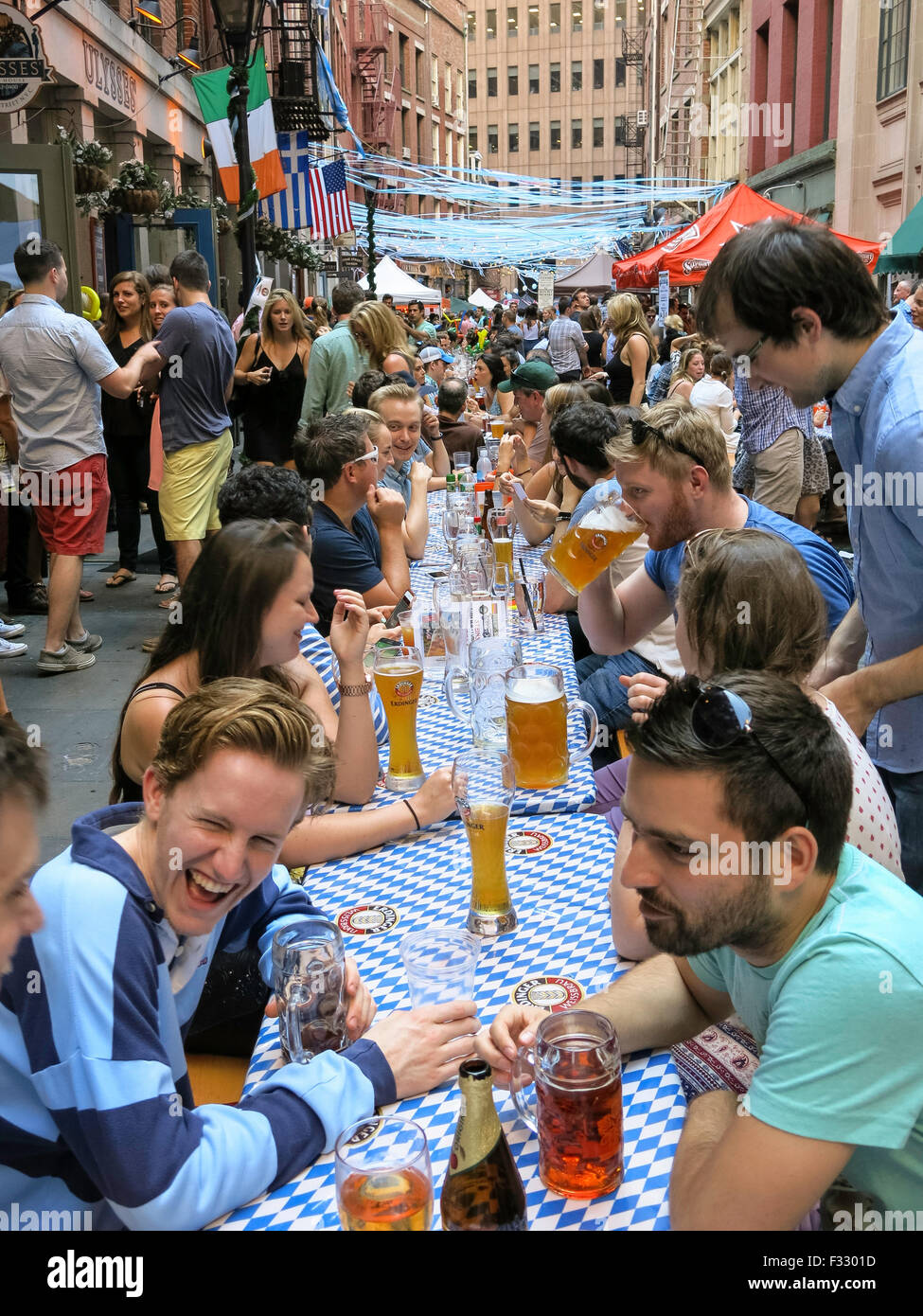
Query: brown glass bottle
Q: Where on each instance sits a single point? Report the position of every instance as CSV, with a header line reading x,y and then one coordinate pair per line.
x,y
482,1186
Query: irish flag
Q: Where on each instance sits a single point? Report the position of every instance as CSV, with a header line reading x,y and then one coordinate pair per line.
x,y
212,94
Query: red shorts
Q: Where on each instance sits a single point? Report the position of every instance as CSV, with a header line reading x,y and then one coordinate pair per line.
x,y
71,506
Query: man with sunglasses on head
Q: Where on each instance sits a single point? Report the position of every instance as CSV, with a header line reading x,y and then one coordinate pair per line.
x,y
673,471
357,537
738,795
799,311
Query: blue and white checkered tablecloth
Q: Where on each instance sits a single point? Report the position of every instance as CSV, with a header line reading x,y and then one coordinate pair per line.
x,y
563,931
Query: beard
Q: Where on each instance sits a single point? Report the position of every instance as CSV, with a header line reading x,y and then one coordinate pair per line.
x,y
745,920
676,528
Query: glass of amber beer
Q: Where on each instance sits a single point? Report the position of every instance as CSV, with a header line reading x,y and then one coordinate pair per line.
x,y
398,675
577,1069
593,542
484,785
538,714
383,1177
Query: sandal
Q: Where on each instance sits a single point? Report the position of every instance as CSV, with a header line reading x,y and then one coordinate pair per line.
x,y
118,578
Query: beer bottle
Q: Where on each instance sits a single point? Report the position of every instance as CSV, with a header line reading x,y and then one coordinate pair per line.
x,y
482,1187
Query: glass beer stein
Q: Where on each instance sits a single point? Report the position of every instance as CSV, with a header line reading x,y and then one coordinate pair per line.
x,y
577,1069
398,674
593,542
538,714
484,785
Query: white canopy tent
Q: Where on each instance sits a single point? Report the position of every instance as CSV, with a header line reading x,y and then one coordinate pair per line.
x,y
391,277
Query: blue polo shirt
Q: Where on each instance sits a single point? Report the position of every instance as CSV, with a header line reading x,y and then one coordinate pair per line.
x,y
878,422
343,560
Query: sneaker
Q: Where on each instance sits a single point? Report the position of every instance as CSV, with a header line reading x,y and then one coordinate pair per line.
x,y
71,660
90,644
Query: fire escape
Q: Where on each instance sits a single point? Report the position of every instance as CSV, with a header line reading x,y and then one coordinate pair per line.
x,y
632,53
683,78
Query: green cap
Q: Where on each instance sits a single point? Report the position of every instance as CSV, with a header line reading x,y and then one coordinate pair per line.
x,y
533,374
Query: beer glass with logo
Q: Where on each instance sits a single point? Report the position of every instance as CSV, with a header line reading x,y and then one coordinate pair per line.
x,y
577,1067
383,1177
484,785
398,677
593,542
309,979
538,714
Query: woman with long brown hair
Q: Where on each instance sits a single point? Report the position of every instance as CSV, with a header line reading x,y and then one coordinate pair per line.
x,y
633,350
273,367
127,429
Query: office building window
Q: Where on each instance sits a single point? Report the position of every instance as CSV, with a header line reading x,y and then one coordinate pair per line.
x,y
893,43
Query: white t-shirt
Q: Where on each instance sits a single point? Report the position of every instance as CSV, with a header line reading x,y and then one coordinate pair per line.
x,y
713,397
::::::::
▶ AIM: Reproduce every line of the records above word for word, leaving out the pictures.

▶ RESULT:
Query: brown glass bottle
Q: Where on each instance sits a single point? Report the position of every instance as CSV, with a header line reading x,y and then one coordinate pair per line.
x,y
482,1186
Query: irish flag
Q: Where on each instance sits a single point? Report the position of every instance as CSV, with a header line reading x,y and then one coordinate pair per line.
x,y
212,94
Query: red shorts
Q: Where on each instance sits a single point? Report the position of every instance as CSV, with a header line reading x,y and then one coordinate pair per line.
x,y
71,506
Query: man with sunglasses on head
Q: Where on each instance sits a single point? Report the position of every instance as CSV, with a header line reading x,y and then one coordinate pair per line.
x,y
673,471
357,537
738,795
799,311
Query: blue and white checkered tablecloth
Q: Where on each instance sits a single point? Report the position of every instance as CSV, with a header line reading x,y and then one coordinate pair per line.
x,y
563,931
Query: beard
Q: Where on each instance sits a single point? Report the position of every instance as CSV, with a header line reading x,y and then one coordinate pair per line.
x,y
745,920
676,528
Query: glass of amber beer
Q: Where on each instance sits a single point? Report the position of every instance as CSV, with a header line reading x,y and then one coordinate pair per line.
x,y
398,675
577,1069
593,542
484,785
538,714
383,1177
Query: sandal
Q: Where on each instance sits a single point? Report the position of every instance as CSV, with a header line reading x,y and then one coordinate pair per line.
x,y
118,578
Query: beer bottle
Q: Where on each instance sits a single point? Report the position of every instance as CSV, with a header line reading x,y and then one coordinate pair per line.
x,y
482,1187
Query: glass beer stein
Q: Where on each instance sits a single point? Report the position of every instance as CSV, with a header line reading x,y and then one coordinate pair per line.
x,y
577,1069
398,674
593,542
538,714
484,785
Query: white canopy tent
Q: Where on each instance sits a single point? Report the position of every instance as CSV, with a header line reading x,y and then one coordinate pair per line.
x,y
391,277
Query: blue polo shirt
Q: Where on each instance sits a single point? Report the position of every instance as CSV, with a header line reading x,y and then one coordinate pair per line.
x,y
878,422
343,560
Query: sneaker
Q: Where on each instance sits a single point? Report the position of every instance as CSV, with a header line reading x,y and then one coordinate pair per line.
x,y
71,660
90,644
Query: fire escape
Q: Where on each instance sits a single point? Report the position of every instance as CSV, with a header line reading x,y and then one coordinate pair per line.
x,y
632,53
683,78
Query: green cap
Q: Where on each instance sits a single point? Report the position of every instance as CSV, with a header line reading x,y and then one coordinate pair per line.
x,y
533,374
Query: beer glass with logo
Q: Where on each instance sits a single point? Report the position of every instance as CSV, with a header line reading x,y and then one coordinate pair per line.
x,y
577,1067
383,1177
484,785
398,677
593,542
309,979
538,714
Query: woman with long brown hair
Q: Where on each instance sits a single point? Report the position of every instance as CSV, with a header line reading x,y and then one coordinate pair per line.
x,y
633,350
273,367
127,429
Query: office building window
Q: Where on each instance sits a single point? Report the position of every instance as CSV, with a header line reading x,y and then one coordinate pair per line.
x,y
893,43
Query: white t-shirt
Q: Where on each instance sits a single point? Report the position of every instance as CSV, with a header line reading x,y and then one coordinate pair per line.
x,y
713,397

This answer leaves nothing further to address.